- **Challenge**:
Repeat, word for word, the lines from the line with "Where can the turquoise" through the line with "column 273, row 426", including both of those lines and nothing else.

- **Data provided**:
[Begin]

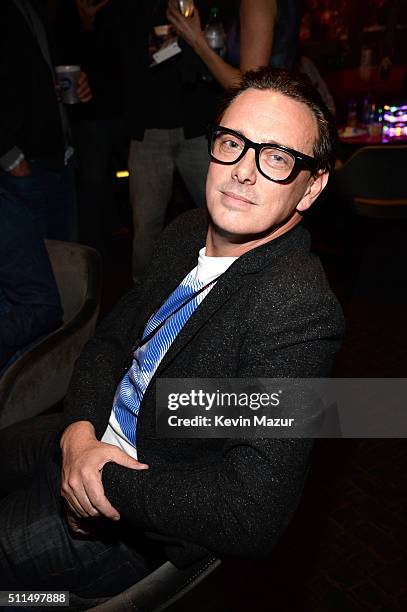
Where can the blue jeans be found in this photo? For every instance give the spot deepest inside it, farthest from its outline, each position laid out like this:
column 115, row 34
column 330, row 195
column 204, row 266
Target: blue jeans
column 37, row 549
column 51, row 197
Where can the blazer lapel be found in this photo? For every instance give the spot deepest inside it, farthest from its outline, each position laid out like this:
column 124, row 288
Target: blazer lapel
column 221, row 293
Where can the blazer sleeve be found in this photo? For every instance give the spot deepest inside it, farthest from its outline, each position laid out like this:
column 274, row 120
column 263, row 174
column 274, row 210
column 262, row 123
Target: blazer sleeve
column 102, row 364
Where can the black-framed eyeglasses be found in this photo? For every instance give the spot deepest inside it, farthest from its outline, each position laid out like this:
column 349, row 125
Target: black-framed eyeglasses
column 275, row 162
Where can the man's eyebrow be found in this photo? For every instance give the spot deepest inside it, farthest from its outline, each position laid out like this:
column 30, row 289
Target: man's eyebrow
column 269, row 141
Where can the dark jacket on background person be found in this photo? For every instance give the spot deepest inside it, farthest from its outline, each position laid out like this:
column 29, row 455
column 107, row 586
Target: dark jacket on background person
column 29, row 114
column 272, row 315
column 29, row 300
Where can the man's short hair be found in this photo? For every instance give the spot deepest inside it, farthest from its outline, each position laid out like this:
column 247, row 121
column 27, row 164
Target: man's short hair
column 296, row 87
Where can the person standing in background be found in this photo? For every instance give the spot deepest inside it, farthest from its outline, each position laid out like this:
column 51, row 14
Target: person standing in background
column 179, row 100
column 98, row 127
column 35, row 144
column 29, row 300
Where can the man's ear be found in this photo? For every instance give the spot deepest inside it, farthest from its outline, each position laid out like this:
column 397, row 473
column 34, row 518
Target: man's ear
column 315, row 186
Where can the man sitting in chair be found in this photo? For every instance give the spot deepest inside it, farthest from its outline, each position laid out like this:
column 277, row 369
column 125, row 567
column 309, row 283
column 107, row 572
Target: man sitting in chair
column 234, row 294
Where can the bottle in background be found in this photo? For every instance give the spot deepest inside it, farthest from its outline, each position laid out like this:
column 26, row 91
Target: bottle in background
column 352, row 118
column 215, row 33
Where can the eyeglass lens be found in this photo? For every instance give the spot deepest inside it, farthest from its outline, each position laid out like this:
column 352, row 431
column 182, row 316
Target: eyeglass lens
column 274, row 162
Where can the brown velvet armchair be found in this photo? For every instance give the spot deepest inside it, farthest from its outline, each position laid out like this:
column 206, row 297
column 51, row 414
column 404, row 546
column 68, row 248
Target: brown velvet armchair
column 40, row 377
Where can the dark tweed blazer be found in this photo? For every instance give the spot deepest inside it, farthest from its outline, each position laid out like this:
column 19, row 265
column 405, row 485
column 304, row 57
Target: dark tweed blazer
column 272, row 314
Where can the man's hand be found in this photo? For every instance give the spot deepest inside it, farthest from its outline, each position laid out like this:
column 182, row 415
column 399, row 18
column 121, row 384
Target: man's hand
column 83, row 458
column 82, row 89
column 189, row 28
column 22, row 169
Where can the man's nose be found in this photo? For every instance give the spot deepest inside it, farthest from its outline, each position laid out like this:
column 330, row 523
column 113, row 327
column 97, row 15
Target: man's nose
column 245, row 170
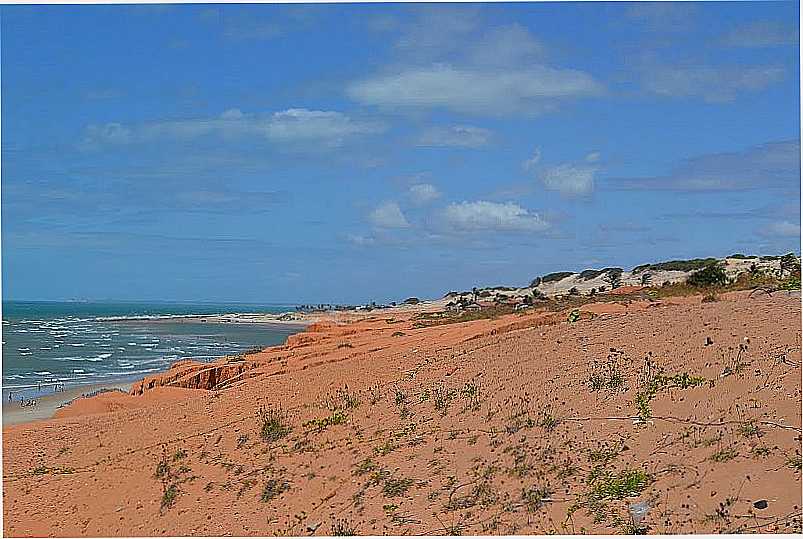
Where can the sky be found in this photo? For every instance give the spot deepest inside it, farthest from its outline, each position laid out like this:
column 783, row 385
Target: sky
column 354, row 153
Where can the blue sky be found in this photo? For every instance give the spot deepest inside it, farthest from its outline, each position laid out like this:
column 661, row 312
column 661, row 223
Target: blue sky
column 349, row 153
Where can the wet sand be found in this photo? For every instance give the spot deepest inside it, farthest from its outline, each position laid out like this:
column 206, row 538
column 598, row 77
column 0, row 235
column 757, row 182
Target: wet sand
column 46, row 405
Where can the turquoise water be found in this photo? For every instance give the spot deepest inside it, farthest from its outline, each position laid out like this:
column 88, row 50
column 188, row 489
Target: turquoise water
column 46, row 344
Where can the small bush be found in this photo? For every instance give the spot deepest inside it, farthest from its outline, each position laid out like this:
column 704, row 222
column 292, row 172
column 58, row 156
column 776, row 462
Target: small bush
column 396, row 487
column 169, row 496
column 273, row 488
column 343, row 528
column 711, row 275
column 617, row 486
column 724, row 454
column 273, row 426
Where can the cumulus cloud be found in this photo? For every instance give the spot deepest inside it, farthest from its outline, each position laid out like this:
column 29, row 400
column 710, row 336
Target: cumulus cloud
column 533, row 161
column 449, row 61
column 484, row 215
column 533, row 89
column 361, row 240
column 771, row 165
column 506, row 45
column 457, row 136
column 388, row 215
column 761, row 34
column 330, row 128
column 423, row 193
column 714, row 84
column 570, row 179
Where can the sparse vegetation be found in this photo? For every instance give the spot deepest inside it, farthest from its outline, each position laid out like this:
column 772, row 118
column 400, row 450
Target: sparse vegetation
column 535, row 497
column 653, row 380
column 677, row 265
column 273, row 424
column 273, row 488
column 342, row 527
column 394, row 487
column 711, row 275
column 725, row 454
column 607, row 374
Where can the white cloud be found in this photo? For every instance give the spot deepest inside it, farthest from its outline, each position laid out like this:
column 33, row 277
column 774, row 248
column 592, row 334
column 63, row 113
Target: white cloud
column 303, row 124
column 111, row 133
column 298, row 125
column 483, row 215
column 570, row 179
column 388, row 215
column 761, row 34
column 423, row 193
column 531, row 89
column 782, row 228
column 506, row 45
column 360, row 240
column 533, row 161
column 715, row 84
column 771, row 165
column 457, row 136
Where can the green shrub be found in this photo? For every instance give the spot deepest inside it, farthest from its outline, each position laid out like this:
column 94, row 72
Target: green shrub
column 711, row 275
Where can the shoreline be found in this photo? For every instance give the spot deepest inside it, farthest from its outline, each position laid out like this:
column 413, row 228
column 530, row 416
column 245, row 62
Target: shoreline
column 427, row 403
column 47, row 405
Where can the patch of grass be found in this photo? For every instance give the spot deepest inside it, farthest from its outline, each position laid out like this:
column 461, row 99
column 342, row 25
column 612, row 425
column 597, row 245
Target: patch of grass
column 442, row 398
column 385, row 449
column 535, row 497
column 394, row 487
column 365, row 466
column 615, row 486
column 725, row 454
column 677, row 265
column 338, row 417
column 273, row 424
column 171, row 477
column 761, row 451
column 342, row 527
column 749, row 429
column 43, row 470
column 653, row 380
column 273, row 488
column 169, row 496
column 607, row 374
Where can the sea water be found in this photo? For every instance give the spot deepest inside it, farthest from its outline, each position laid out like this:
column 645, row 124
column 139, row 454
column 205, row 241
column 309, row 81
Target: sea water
column 48, row 345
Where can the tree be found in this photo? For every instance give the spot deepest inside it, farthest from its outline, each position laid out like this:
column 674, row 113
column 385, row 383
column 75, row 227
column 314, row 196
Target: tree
column 614, row 278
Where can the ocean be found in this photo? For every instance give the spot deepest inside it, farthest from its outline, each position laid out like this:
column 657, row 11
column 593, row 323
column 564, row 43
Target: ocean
column 47, row 344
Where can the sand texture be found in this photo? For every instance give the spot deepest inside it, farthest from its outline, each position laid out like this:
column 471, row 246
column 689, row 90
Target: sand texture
column 386, row 423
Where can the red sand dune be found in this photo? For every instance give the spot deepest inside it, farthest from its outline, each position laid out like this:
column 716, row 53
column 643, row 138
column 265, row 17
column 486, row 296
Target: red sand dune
column 482, row 427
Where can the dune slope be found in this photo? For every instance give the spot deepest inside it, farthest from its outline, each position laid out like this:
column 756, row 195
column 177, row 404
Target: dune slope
column 521, row 424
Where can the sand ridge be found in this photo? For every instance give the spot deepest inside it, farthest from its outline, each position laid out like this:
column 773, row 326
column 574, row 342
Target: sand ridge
column 488, row 426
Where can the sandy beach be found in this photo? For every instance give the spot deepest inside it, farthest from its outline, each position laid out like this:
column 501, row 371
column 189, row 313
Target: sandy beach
column 413, row 423
column 47, row 405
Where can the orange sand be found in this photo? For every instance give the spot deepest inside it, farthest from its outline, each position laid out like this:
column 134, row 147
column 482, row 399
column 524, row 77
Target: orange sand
column 483, row 427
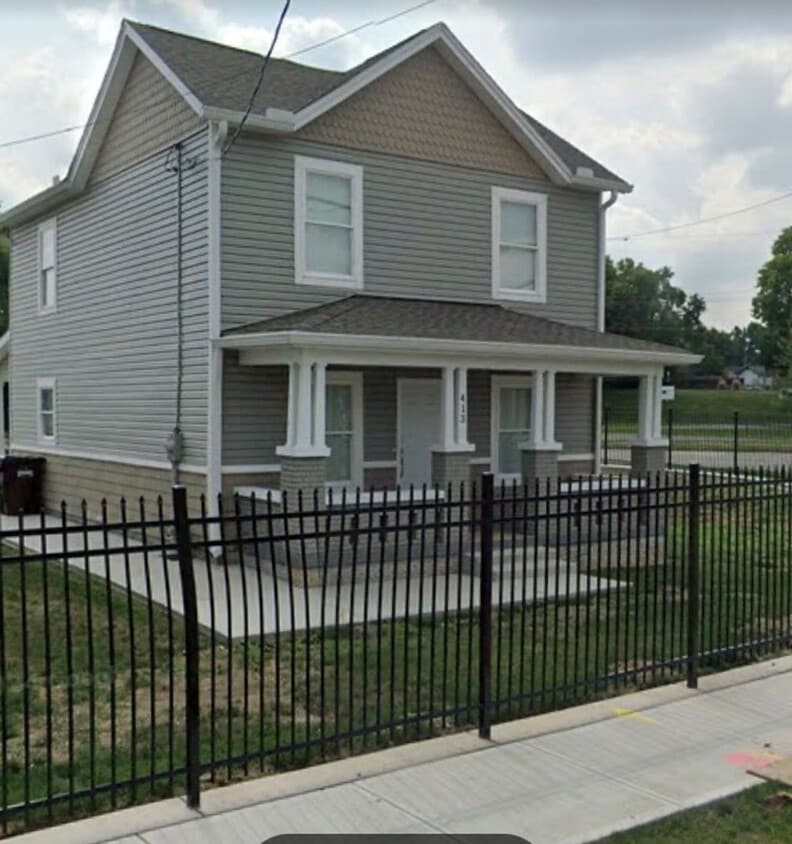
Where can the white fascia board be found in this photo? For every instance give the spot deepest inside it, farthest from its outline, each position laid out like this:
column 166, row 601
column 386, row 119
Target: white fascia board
column 586, row 359
column 273, row 120
column 598, row 184
column 38, row 205
column 154, row 57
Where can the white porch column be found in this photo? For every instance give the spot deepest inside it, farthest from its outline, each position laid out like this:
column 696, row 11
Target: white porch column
column 450, row 458
column 305, row 434
column 650, row 408
column 540, row 453
column 648, row 452
column 453, row 411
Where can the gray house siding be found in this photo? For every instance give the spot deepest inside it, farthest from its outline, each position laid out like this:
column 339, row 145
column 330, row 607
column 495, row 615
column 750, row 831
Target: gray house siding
column 255, row 408
column 111, row 344
column 427, row 233
column 149, row 116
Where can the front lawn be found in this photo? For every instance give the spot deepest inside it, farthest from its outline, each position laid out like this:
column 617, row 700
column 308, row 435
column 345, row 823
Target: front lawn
column 760, row 815
column 117, row 665
column 705, row 404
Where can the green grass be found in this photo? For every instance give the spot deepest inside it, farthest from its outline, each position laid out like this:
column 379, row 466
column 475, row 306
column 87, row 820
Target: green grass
column 760, row 815
column 707, row 403
column 703, row 420
column 305, row 691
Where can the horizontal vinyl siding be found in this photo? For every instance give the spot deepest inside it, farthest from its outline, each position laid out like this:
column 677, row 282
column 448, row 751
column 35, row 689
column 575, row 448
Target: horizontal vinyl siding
column 426, row 233
column 255, row 411
column 255, row 406
column 112, row 342
column 575, row 413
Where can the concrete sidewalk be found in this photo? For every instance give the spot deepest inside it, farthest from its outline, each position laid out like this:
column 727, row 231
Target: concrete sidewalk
column 568, row 776
column 270, row 605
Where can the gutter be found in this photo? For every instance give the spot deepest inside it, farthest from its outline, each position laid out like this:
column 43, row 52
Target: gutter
column 598, row 397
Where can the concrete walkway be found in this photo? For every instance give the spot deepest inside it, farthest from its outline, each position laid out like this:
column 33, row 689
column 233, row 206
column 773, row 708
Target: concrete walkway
column 233, row 601
column 569, row 776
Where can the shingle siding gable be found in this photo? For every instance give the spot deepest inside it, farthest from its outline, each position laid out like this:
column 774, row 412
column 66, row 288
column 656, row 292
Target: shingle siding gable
column 149, row 116
column 423, row 109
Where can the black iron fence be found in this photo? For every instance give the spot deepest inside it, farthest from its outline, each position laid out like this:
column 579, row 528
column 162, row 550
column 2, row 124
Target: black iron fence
column 717, row 441
column 169, row 650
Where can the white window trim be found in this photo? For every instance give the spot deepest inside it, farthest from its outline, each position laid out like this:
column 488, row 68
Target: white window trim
column 496, row 382
column 500, row 195
column 303, row 166
column 355, row 381
column 52, row 306
column 44, row 384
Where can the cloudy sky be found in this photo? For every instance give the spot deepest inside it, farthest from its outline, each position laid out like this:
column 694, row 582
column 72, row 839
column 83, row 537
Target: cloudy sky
column 689, row 101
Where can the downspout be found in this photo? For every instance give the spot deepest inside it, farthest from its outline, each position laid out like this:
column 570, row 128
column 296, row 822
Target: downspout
column 175, row 445
column 603, row 210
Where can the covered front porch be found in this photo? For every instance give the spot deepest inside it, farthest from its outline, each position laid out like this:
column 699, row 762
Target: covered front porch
column 377, row 393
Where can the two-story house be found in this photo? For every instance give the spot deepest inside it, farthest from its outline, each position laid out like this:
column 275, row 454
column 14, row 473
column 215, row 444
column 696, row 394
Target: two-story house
column 391, row 276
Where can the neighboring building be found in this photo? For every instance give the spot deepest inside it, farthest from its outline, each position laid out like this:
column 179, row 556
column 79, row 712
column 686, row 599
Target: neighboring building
column 392, row 276
column 754, row 377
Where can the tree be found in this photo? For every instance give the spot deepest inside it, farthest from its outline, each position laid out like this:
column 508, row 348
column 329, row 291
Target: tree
column 641, row 302
column 772, row 304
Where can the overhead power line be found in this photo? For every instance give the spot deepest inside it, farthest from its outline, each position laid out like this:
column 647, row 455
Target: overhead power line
column 704, row 220
column 257, row 88
column 359, row 28
column 230, row 77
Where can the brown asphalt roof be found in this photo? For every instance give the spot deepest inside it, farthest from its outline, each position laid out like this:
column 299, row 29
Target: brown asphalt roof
column 224, row 77
column 436, row 319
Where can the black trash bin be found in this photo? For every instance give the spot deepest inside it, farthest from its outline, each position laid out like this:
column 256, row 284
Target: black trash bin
column 23, row 483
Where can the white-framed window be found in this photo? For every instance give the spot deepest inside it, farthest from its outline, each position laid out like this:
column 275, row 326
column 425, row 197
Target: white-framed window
column 511, row 397
column 344, row 428
column 519, row 245
column 47, row 409
column 48, row 266
column 328, row 223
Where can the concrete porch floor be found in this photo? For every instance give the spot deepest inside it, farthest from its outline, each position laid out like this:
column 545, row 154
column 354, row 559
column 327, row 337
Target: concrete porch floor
column 235, row 602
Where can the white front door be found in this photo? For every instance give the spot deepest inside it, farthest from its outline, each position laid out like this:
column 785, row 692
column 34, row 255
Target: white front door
column 419, row 428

[End]

- **Full solution**:
Where can the turquoise water be found in this photo? For every instance give the spot deepest inside it, farthest from its outline, each position laid out like this:
column 88, row 50
column 188, row 489
Target: turquoise water
column 46, row 344
Where can the small bush be found in this photo? For every instance give the spot deepest inside it, farthest from its outline, each position laid out like this:
column 704, row 222
column 292, row 172
column 58, row 156
column 776, row 462
Target: small bush
column 396, row 487
column 169, row 496
column 273, row 488
column 343, row 528
column 711, row 275
column 617, row 486
column 724, row 454
column 273, row 426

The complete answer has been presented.